Excerpted text:

=== Begin Enclosure ===

Sussan Ley, the Commonwealth Health Minister, has hit out at private health insurers’ bid for a six per cent price increase.
In view of the strong support the Coalition has always given private health insurers, such public criticism from a Liberal Party minister may surprise us. As one-time Prime Minister Tony Abbott said “private health insurance is in our DNA”.
It would be reassuring to believe that the Sussan Ley has come to recognise private health insurance (PHI) for what it is – a high-cost financial intermediary that does nothing to take pressure off public hospitals and that has been largely responsible for diverting scarce health care resources away from areas of need.
As John Menadue, Jennifer Doggett and I have pointed out in conference papers, submissions to enquiries and a major study published by the Centre for Policy Development, PHI is an expensive, inequitable and inefficient way to share health costs. It does at high cost what Medicare and the Australian Tax Office (collecting taxes to fund Medicare) can do far better.
Its bureaucratic overheads are high: only 86 cents in the dollar of insurers’ premiums are returned as benefits, compared with 95 cents for Medicare.
It fails in its main avowed purpose to relieve pressure off public hospitals, because in channelling funds to private hospitals it has attracted resources – nurses and specialists – away from public hospitals. All it has done is to shuffle queues for access to limited resources, bringing insured patients to the front of the queue and pushing everyone else back.
It fails to keep providers’ costs and patients’ usage under control. That’s because of what economists know as “moral hazard” – the tendency for people to over-use a service when it is free at the point of delivery. A single funder such as Medicare can control moral hazard through use of well-structured co-payments to impose some pricing discipline and through hospital staff allocating services on the basis of need. By contrast, when there are multiple insurers they necessarily have to be permissive in meeting the demands of service providers, particularly highly-paid medical specialists.

=== End Enclosure ===

Entries shown:
=== Begin Enclosure ===

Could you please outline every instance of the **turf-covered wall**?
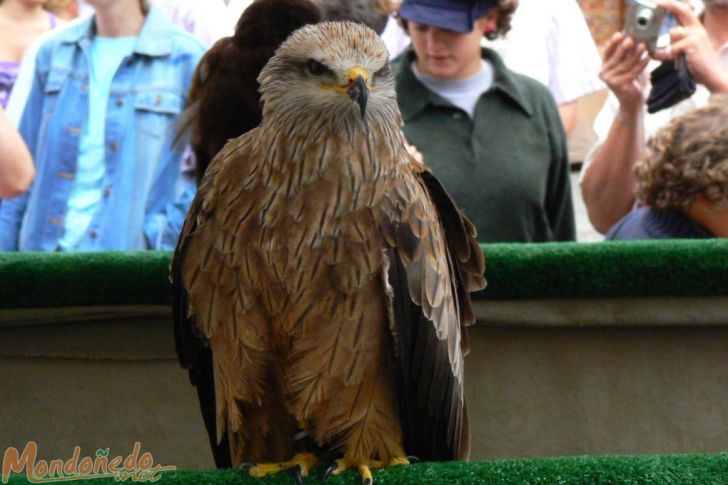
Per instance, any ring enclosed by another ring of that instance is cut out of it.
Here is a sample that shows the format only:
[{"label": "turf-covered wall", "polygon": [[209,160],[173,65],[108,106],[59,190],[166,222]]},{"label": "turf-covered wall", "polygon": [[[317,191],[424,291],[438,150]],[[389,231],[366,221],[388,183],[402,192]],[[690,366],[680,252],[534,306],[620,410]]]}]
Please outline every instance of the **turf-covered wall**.
[{"label": "turf-covered wall", "polygon": [[[728,244],[484,251],[466,370],[474,459],[728,448]],[[169,261],[0,254],[0,451],[34,440],[63,458],[140,441],[157,462],[212,465],[175,362]]]}]

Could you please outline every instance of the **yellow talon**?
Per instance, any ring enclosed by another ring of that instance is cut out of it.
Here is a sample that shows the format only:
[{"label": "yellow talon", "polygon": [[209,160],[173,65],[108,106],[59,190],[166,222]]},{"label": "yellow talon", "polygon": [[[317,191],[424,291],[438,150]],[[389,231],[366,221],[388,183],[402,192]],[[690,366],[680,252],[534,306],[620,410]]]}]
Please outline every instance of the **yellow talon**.
[{"label": "yellow talon", "polygon": [[359,476],[361,477],[361,482],[364,485],[371,484],[373,482],[372,478],[372,469],[380,469],[380,468],[388,468],[390,466],[399,466],[399,465],[409,465],[409,460],[404,457],[395,457],[389,460],[388,462],[384,461],[377,461],[372,460],[368,463],[354,463],[352,461],[347,460],[346,458],[341,458],[335,461],[335,464],[329,468],[329,470],[326,472],[326,476],[328,475],[340,475],[344,471],[348,469],[357,469],[359,472]]},{"label": "yellow talon", "polygon": [[307,477],[311,468],[321,465],[322,463],[323,462],[313,453],[302,452],[296,453],[293,455],[293,458],[288,461],[280,463],[260,463],[254,465],[250,468],[248,473],[251,477],[262,478],[266,475],[272,475],[274,473],[290,470],[291,468],[299,466],[301,467],[301,476]]}]

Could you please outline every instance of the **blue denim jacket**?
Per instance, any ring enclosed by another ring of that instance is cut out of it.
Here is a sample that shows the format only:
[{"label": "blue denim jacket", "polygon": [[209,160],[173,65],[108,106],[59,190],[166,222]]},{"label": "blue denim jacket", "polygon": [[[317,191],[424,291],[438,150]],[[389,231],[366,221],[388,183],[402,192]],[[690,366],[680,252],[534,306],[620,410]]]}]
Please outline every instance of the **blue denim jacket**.
[{"label": "blue denim jacket", "polygon": [[[0,205],[0,249],[54,251],[76,172],[88,113],[88,49],[95,17],[46,41],[20,132],[33,153],[29,193]],[[203,45],[151,8],[134,52],[122,61],[106,111],[106,174],[84,251],[169,249],[194,194],[172,132],[187,102]]]}]

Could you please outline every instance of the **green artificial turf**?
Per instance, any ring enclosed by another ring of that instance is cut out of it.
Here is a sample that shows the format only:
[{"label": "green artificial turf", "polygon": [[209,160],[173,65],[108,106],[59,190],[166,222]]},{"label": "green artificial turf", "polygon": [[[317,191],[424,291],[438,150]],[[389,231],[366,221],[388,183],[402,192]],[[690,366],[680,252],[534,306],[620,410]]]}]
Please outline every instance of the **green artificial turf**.
[{"label": "green artificial turf", "polygon": [[[475,298],[728,295],[728,241],[487,244]],[[169,252],[0,253],[0,308],[167,305]]]},{"label": "green artificial turf", "polygon": [[[306,484],[358,484],[354,472],[324,480],[323,469],[315,469]],[[13,485],[28,483],[24,477],[13,477]],[[99,479],[64,483],[118,483]],[[237,484],[294,484],[291,475],[282,473],[266,479],[254,479],[246,472],[176,471],[161,475],[157,483],[179,485]],[[692,485],[728,483],[728,453],[664,455],[664,456],[603,456],[548,459],[498,460],[478,463],[420,463],[409,467],[374,472],[374,483],[395,484],[614,484],[614,485]]]}]

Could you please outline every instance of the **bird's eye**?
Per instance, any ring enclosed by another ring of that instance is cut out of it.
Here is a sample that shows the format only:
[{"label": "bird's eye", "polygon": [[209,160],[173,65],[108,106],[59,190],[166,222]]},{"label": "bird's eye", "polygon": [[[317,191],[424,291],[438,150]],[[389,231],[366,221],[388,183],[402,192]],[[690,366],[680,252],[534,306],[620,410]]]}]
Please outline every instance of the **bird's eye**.
[{"label": "bird's eye", "polygon": [[329,72],[328,67],[321,64],[319,61],[317,61],[315,59],[309,59],[308,62],[306,63],[306,68],[308,69],[308,72],[310,72],[314,76],[321,76],[322,74]]},{"label": "bird's eye", "polygon": [[383,68],[374,73],[374,77],[388,76],[390,72],[389,63],[385,64]]}]

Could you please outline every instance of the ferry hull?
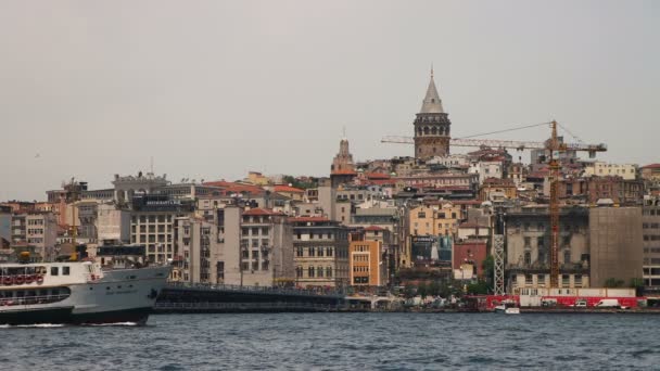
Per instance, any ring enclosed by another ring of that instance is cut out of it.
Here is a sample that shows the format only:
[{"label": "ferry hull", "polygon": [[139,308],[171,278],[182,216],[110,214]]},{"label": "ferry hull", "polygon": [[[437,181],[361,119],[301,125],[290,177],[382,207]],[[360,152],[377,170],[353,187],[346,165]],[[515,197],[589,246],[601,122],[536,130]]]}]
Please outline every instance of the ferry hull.
[{"label": "ferry hull", "polygon": [[[120,269],[56,286],[49,286],[47,278],[42,285],[4,287],[0,290],[0,324],[144,324],[170,270],[167,266]],[[49,295],[48,290],[55,292]]]},{"label": "ferry hull", "polygon": [[72,315],[69,323],[73,324],[103,324],[132,322],[145,324],[149,315],[153,311],[152,307],[134,308],[114,311],[101,311],[93,314]]}]

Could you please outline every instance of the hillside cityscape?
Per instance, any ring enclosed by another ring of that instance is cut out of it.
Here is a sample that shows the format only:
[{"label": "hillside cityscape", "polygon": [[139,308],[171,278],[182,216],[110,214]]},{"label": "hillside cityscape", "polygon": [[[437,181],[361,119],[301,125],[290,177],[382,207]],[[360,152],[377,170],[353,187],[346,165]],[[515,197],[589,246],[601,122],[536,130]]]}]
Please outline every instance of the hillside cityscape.
[{"label": "hillside cityscape", "polygon": [[605,144],[554,121],[541,142],[453,138],[432,72],[422,97],[412,137],[383,140],[414,156],[355,162],[344,136],[326,177],[149,169],[5,200],[0,260],[169,263],[170,282],[359,293],[660,292],[660,164],[598,161]]}]

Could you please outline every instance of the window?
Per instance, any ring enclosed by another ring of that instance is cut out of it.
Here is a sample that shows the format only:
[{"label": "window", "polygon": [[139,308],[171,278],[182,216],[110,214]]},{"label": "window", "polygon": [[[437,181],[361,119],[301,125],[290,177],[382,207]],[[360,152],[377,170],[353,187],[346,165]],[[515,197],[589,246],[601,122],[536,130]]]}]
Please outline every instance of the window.
[{"label": "window", "polygon": [[536,276],[536,284],[544,285],[545,284],[545,274]]}]

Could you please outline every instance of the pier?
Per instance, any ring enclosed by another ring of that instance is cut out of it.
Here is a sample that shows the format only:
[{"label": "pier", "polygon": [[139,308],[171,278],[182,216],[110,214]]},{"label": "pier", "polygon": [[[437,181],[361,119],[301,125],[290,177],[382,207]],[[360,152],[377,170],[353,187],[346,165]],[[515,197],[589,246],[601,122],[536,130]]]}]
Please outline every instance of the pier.
[{"label": "pier", "polygon": [[155,312],[281,312],[340,311],[343,291],[302,290],[225,284],[168,283]]}]

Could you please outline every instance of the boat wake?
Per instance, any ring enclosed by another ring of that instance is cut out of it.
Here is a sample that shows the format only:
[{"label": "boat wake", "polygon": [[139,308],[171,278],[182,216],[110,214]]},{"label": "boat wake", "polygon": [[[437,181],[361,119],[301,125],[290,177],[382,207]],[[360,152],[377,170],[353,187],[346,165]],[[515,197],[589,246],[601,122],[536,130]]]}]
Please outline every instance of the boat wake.
[{"label": "boat wake", "polygon": [[85,324],[85,325],[92,325],[92,327],[136,327],[136,325],[140,325],[140,323],[138,323],[138,322],[115,322],[115,323],[89,323],[89,324]]},{"label": "boat wake", "polygon": [[64,323],[0,324],[0,329],[14,329],[14,328],[52,329],[52,328],[63,328],[63,327],[64,327]]}]

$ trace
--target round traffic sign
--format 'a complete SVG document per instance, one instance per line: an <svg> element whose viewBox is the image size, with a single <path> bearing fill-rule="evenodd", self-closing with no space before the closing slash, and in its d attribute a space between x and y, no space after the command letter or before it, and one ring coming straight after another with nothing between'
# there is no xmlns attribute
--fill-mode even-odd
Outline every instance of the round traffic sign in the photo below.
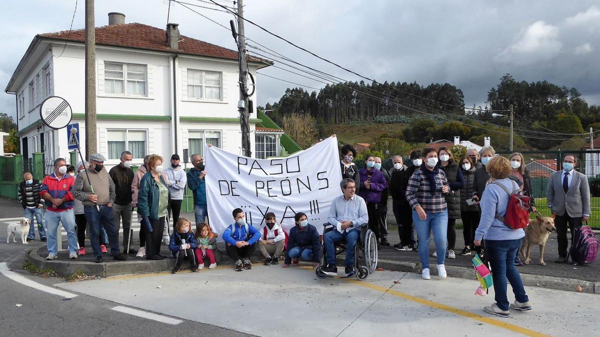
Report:
<svg viewBox="0 0 600 337"><path fill-rule="evenodd" d="M71 122L73 110L62 97L50 96L40 106L40 117L44 124L55 130L62 129Z"/></svg>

=== End Enclosure ===

Work required: Resume the commentary on private health insurance, starting after its final sentence about multiple insurers and medical specialists.

Reply to the exercise:
That’s why PHI premiums have been rising at an average of 5.5 per cent a year since 2000, while general inflation has averaged only 2.9 per cent. Insurers claim that they are simply passing on costs incurred in hospitals, without acknowledging their own role in driving price inflation and over-usage in health care.
Insurers may claim that in marshalling private funds for health care they have kept demands on the Commonwealth budget and therefore taxes in check, but even if this is the case, there is no virtue by any economic criterion, “right” or “left”, in substituting what is essentially a privatised tax (PHI) for an official tax. It’s a weird ideology that would find benefit in saving taxpayers $1.00 in official tax at the cost of their having to pay $1.10 or even $1.50 for the same or inferior service, because for most people the incentives for holding PHI come near to compulsion.
Young people are cajoled into PHI through the penalties in “lifetime community rating”, and people with moderate and higher incomes are cajoled into PHI through exemption from the Medicare Levy Surcharge. While official taxes can incorporate progressivity, PHI, in its regulations designed to achieve “community rating”, builds in many injustices. For example, those who rely on PHI for private hospitalisation or dentistry are subsidised by the taxpayer up to 40 per cent, while those who pay from their own resources get no support.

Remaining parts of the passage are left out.